*What you need to do:*
Reproduce the stretch of records from the start through the line that contains "0, 265, 800, 449", changing every "Batch job spec" to "Labeling task" and leaving all else unchanged. Omit the pictures from the answer.

--- Begin Supplied data ---

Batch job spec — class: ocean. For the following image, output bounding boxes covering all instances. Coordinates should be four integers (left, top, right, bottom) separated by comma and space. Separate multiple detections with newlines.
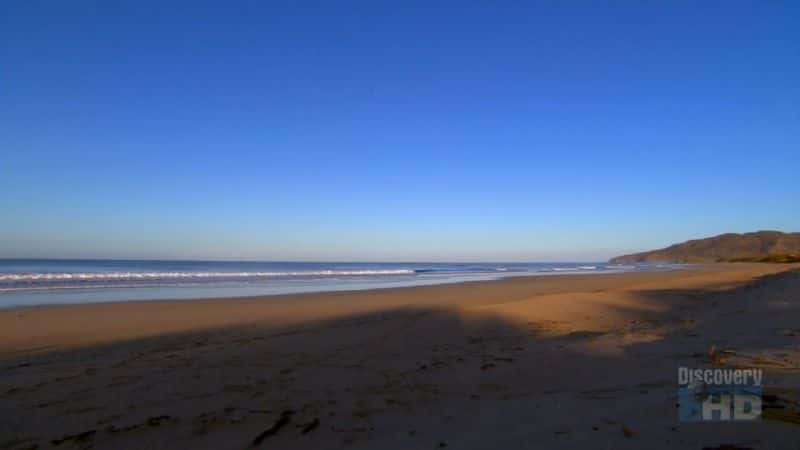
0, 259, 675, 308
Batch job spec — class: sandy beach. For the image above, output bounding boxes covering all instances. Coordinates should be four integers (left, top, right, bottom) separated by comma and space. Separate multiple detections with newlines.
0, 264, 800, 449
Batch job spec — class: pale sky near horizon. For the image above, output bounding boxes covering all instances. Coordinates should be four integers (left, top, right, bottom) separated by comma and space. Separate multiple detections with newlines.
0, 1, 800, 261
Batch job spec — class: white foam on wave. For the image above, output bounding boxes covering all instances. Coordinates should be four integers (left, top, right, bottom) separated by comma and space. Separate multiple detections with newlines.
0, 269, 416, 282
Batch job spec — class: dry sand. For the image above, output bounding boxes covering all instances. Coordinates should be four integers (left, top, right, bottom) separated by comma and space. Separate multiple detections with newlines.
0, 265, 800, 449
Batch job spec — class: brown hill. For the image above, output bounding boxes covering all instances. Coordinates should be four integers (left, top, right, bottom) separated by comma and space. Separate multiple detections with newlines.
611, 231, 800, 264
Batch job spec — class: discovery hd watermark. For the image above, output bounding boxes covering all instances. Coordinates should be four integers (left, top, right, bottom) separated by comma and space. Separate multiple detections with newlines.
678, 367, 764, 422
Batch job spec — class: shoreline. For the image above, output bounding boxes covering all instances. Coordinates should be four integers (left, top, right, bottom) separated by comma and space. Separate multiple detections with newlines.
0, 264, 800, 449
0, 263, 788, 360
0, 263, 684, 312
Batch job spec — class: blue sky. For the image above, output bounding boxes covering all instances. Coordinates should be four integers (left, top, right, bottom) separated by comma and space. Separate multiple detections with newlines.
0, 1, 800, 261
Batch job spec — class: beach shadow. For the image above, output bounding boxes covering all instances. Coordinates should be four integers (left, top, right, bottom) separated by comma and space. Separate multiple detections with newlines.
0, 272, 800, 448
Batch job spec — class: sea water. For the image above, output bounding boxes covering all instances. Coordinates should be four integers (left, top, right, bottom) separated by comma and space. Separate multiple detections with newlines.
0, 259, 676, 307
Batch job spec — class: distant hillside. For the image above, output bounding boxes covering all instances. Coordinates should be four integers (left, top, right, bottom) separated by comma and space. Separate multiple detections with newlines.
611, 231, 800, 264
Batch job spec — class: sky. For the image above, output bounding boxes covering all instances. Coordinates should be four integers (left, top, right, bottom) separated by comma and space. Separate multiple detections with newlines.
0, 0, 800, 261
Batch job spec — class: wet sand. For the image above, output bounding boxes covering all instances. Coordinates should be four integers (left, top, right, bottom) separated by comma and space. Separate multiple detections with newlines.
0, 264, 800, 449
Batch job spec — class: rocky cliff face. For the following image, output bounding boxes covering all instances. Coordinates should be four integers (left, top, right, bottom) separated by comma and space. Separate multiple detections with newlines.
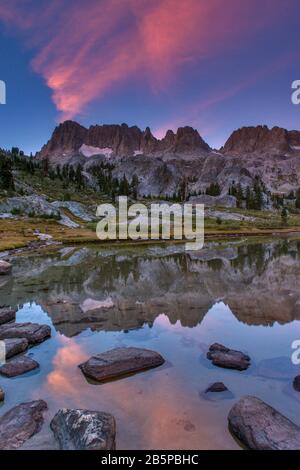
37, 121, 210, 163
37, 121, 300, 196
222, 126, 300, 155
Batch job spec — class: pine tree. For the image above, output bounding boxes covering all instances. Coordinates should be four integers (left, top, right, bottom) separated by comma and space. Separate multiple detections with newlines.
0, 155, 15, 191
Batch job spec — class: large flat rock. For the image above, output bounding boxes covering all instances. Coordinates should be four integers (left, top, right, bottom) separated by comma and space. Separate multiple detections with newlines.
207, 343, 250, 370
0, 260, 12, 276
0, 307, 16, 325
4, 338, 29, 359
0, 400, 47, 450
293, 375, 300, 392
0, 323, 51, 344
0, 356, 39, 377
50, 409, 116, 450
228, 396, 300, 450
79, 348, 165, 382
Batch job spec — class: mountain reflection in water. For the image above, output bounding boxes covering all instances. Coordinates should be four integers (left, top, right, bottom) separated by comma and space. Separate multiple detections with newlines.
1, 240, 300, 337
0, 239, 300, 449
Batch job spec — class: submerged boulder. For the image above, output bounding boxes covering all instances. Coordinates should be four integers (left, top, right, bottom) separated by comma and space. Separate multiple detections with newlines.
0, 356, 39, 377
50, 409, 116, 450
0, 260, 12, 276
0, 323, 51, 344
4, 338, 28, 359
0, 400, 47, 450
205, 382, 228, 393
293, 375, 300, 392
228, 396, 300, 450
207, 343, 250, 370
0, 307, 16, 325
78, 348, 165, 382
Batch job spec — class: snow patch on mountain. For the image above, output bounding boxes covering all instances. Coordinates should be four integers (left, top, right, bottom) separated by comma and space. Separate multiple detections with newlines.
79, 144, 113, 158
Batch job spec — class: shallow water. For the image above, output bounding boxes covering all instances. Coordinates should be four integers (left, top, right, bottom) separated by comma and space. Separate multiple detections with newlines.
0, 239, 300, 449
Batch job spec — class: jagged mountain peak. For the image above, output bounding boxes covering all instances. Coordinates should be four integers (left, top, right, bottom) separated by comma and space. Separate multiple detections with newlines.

--- End Supplied data ---

*Expected answer:*
Labeling task — class: ocean. For the following image, output bounding boxes covering all instances. Coordinates should be four integers (left, top, right, bottom) separated by comma and space. Separate multiple detections with newlines.
0, 259, 675, 308
Labeling task — class: sandy beach. For the image above, output bounding boxes covering all instances. Coordinates should be four integers (left, top, right, bottom) separated by comma and space. Separate multiple detections with newlines.
0, 264, 800, 449
Labeling task — class: pale sky near horizon. For the image above, output bounding boxes covering all instances. Coordinates should be four integers (left, top, right, bottom) separated by comma and space. Separate multiple detections with newlines.
0, 1, 800, 261
Labeling task — class: white foam on wave. For the image above, output bounding boxes covering all instances. Coordinates should be four integers (left, top, right, bottom) separated by comma and space. Separate multiple detections with newlines.
0, 269, 416, 282
Labeling task — class: dry sand. For the image above, output bounding boxes covering all instances. Coordinates should be four integers (left, top, right, bottom) separated by comma and space. Separate multiple detections with newlines.
0, 265, 800, 449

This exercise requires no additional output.